Exercise instructions =>
Rewrite the lines of the items below, replacing "green grass blade" with "blade of green grass" everywhere and keeping everything else the same. Leave the pictures out.
>> Begin
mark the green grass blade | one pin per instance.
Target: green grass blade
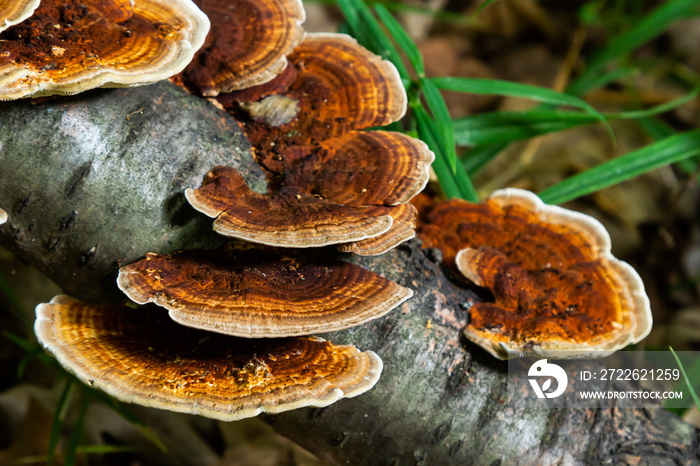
(385, 46)
(512, 89)
(58, 418)
(454, 184)
(691, 388)
(127, 414)
(507, 127)
(402, 39)
(352, 16)
(484, 5)
(440, 166)
(669, 150)
(651, 26)
(605, 78)
(479, 156)
(358, 27)
(438, 108)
>> End
Finished task =>
mark the blade of green grass | one pin per instance.
Target: blade of green grass
(385, 46)
(512, 89)
(58, 418)
(454, 184)
(691, 388)
(127, 414)
(507, 127)
(402, 39)
(352, 16)
(484, 5)
(440, 166)
(669, 150)
(651, 26)
(605, 78)
(479, 156)
(358, 27)
(438, 108)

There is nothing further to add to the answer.